◆ **Image-grounded pointing data**:

== Segment start ==

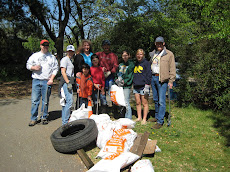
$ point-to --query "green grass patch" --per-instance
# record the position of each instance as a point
(195, 141)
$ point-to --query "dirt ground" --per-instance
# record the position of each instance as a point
(25, 148)
(19, 89)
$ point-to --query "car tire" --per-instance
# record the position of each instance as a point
(74, 135)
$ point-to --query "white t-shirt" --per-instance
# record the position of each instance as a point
(66, 63)
(48, 63)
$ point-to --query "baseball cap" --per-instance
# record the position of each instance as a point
(70, 48)
(106, 42)
(44, 41)
(159, 39)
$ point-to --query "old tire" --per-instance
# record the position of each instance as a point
(74, 135)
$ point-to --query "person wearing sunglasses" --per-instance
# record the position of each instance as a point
(44, 67)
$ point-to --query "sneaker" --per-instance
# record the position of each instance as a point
(152, 120)
(157, 126)
(44, 121)
(32, 123)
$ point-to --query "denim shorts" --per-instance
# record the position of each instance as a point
(139, 91)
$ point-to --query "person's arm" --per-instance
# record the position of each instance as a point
(63, 72)
(128, 77)
(30, 64)
(90, 86)
(148, 73)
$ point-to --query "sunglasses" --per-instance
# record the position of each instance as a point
(45, 45)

== Segment end ==

The response must repeat all the lines above exactly and include no pictures.

◆ **WRITTEN RESPONSE**:
$ point-to --query "green grass patch" --per-instance
# record the position of each instance as a point
(195, 141)
$ point-to --query "dirt ground" --per-instance
# record the position of each instance as a point
(25, 148)
(19, 89)
$ point-to --query "car tire" --per-instance
# record the position of each instance as a point
(74, 135)
$ point-to --query "white t-shirt" --per-instance
# record the position of each instance as a point
(66, 63)
(48, 63)
$ point-to --query "baseball cap" --per-instance
# record the position of each instance as a point
(70, 48)
(106, 42)
(44, 41)
(159, 39)
$ point-to --query "old tire" --per-instance
# record the position of each instance as a point
(74, 135)
$ point-to --query "person wearing sunglasses" --per-instance
# record the position of each instance as a point
(44, 67)
$ point-to --query "sneaker" --per-instance
# record the position of each instance as a point
(152, 120)
(157, 126)
(44, 121)
(32, 123)
$ point-to --query "denim shorts" --per-instance
# record the position of each instance as a point
(139, 91)
$ point-to --query "person's arm" --per-instance
# record the position of each instance as a point
(63, 72)
(128, 77)
(30, 64)
(90, 86)
(148, 73)
$ point-to --query "sunglasses" --per-instance
# record the position of each instance as a point
(45, 45)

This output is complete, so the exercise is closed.